下にあるサイレント式債権譲渡についての文章を、「民法第467条により、債権が」を含む語句から始め、「いる」と法律的に解釈される。」の後で止めて、一字一句変えずに書き写すこと。

*** 本文

民法第467条により、債権が移動したことを債務者に主張するには、利用企業から通知をすることが定められているのだが、それを故意に怠る。これを法律業界ではサイレント式の債権譲渡
という。
買取ファクタリングを利用する企業の中には、ファクタリングを利用しているという事実を知られたくない企業が多い。「あの企業はファクタリングに手を出している。手持ちの銀行預金が乏しいのだろう。危なっかしい経営をしているようだ。いつ倒産してもおかしくない」という噂が広がるのは、大変に嫌なことである。このため、サイレント式債権譲渡がしばしば行われる。
利用企業からファクタリング企業へ債権が移動しているが、実際にお金を債務企業から受け取るのは、あいかわらず利用企業のままである。「利用企業には債権が存在しないが、債権を持つファクタリング企業の代理として、お金を受け取る作業をしている」と法律的に解釈される。
債務企業へ通知しないので、ファクタリング企業にとってリスクが高い
債務企業が、利用企業への入金を滞らせたらどうなるかというと、利用企業が必死に債務企業へ督促する。ファクタリング企業は、じっとその督促を見ているだけになることが多い。
利用企業とファクタリング企業が2.で作った債権譲渡契約書をとりあえず伏せて、利用企業に債権があるという体裁にして、利用企業が民事訴訟裁判を起こして債務企業からお金を回収する・・・というのは、全く期待できない。ファクタリングを利用するような企業には、民事訴訟を起こすような資金的余裕など無いことが多い。
利用企業から債務企業に債権譲渡の通知をして、それからファクタリング企業が民事訴訟裁判を起こす、ということもあり得るが、これも現実的ではない。先述の通り、利用企業は、ファクタリング利用の事実が周囲にバレるのを非常に恐れる傾向がある。このため利用企業からの通知を嫌がる。
利用企業が債務企業に債権譲渡の通知をしない限り、ファクタリング企業は債務企業に対して対抗要件を具備できないので(債務企業への債権譲渡の主張ができないので)、ファクタリング企業が単独で民事訴訟裁判を起こしても、確実に負ける。

******
*** データ一覧

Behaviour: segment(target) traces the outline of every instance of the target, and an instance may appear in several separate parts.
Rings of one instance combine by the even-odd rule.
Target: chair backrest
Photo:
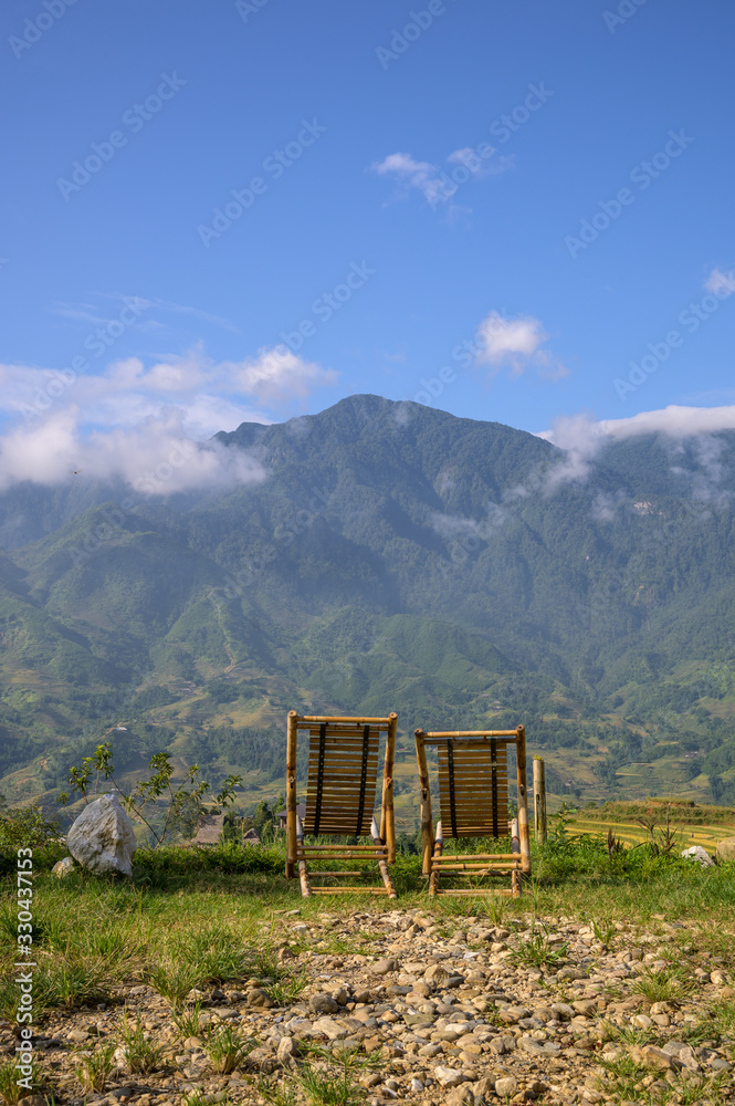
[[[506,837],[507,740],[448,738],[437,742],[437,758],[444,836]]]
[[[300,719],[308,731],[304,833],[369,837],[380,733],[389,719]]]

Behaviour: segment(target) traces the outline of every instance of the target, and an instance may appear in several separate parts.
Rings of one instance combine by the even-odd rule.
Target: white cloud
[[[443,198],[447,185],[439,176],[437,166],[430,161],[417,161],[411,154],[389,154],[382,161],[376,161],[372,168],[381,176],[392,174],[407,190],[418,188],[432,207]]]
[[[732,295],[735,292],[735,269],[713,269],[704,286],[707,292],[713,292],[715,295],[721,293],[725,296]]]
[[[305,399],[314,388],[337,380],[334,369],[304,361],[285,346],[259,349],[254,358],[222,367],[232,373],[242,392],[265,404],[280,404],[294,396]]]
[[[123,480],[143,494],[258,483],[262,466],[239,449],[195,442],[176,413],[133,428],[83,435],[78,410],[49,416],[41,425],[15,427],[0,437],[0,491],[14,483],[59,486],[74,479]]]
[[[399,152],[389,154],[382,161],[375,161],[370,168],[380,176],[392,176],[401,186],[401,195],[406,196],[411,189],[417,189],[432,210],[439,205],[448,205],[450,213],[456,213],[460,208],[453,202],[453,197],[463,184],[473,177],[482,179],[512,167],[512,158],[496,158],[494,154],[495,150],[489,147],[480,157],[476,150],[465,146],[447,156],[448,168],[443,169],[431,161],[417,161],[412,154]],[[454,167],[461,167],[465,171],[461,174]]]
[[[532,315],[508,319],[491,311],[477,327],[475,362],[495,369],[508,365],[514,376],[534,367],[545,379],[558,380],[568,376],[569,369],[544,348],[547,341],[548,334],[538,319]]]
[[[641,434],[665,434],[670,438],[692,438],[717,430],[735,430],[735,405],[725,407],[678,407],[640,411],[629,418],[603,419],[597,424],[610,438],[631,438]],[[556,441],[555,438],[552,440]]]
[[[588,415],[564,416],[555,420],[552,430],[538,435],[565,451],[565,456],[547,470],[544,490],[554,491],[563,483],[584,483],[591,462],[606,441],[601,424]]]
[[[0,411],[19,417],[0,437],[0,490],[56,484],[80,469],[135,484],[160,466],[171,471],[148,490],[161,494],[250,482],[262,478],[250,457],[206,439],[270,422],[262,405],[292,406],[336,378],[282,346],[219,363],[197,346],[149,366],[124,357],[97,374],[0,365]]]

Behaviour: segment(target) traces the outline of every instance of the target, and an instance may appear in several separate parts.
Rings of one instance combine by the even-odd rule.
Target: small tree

******
*** データ一覧

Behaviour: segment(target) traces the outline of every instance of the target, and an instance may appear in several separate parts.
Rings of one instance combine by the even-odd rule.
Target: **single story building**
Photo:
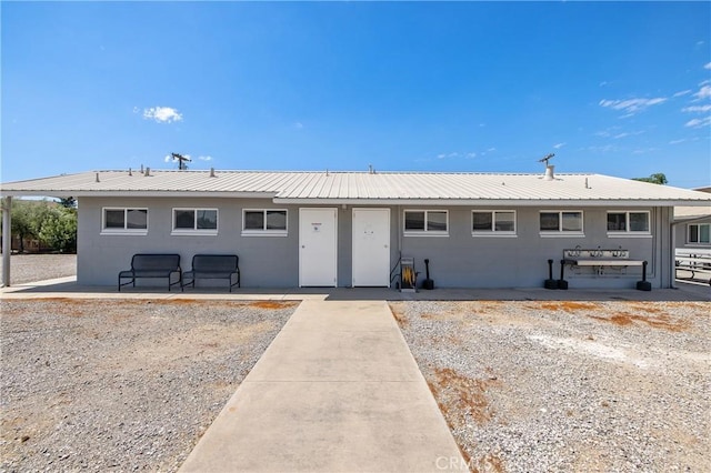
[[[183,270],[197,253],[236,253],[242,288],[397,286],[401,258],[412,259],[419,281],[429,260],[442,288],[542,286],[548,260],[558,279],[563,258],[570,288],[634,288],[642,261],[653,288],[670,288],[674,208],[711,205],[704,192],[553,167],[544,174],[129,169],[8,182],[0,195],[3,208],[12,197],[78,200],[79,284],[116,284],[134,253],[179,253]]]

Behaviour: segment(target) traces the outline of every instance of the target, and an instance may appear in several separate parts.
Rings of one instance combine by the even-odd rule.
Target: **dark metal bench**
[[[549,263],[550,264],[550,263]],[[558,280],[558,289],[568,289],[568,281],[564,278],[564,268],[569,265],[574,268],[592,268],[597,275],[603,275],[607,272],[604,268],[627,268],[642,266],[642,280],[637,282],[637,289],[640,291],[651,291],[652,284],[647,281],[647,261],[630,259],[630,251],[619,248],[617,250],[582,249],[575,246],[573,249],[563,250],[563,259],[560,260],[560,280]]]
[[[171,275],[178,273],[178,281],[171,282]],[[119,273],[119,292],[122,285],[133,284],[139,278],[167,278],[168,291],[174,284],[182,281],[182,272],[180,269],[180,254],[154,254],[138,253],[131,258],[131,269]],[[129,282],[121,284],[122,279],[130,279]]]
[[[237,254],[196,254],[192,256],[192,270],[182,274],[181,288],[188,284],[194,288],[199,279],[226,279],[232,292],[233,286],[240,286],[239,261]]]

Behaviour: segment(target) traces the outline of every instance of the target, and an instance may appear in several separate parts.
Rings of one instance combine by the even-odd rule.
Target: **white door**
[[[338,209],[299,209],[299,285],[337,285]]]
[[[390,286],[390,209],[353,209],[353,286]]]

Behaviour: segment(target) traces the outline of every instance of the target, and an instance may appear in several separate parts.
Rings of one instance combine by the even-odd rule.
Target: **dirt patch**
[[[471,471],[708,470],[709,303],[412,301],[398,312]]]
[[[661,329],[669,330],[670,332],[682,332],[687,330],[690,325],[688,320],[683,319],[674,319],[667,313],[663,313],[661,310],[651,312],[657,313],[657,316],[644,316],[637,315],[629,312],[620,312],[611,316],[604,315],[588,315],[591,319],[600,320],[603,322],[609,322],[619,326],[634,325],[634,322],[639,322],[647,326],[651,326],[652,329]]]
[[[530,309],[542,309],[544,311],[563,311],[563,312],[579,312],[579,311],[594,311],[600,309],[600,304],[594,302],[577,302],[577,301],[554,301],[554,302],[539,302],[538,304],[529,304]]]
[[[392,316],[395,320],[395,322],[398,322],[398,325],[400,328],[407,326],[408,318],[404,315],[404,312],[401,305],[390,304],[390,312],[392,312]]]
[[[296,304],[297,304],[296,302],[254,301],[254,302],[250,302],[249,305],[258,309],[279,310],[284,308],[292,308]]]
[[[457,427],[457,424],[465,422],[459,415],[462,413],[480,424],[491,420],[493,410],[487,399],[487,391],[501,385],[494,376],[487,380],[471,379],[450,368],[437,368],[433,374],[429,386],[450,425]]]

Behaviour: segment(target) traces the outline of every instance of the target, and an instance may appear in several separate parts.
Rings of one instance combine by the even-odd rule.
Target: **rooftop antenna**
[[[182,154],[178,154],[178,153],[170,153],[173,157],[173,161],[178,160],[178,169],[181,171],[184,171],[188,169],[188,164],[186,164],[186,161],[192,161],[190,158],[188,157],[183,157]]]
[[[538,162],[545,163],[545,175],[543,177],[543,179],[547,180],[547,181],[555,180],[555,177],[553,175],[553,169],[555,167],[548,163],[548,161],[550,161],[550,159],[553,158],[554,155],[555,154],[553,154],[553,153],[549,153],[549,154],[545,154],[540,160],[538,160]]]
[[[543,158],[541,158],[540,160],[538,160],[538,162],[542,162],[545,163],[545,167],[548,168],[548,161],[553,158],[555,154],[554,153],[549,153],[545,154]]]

******

**解答例**.
民法第467条により、債権が移動したことを債務者に主張するには、利用企業から通知をすることが定められているのだが、それを故意に怠る。これを法律業界ではサイレント式の債権譲渡
という。
買取ファクタリングを利用する企業の中には、ファクタリングを利用しているという事実を知られたくない企業が多い。「あの企業はファクタリングに手を出している。手持ちの銀行預金が乏しいのだろう。危なっかしい経営をしているようだ。いつ倒産してもおかしくない」という噂が広がるのは、大変に嫌なことである。このため、サイレント式債権譲渡がしばしば行われる。
利用企業からファクタリング企業へ債権が移動しているが、実際にお金を債務企業から受け取るのは、あいかわらず利用企業のままである。「利用企業には債権が存在しないが、債権を持つファクタリング企業の代理として、お金を受け取る作業をしている」と法律的に解釈される。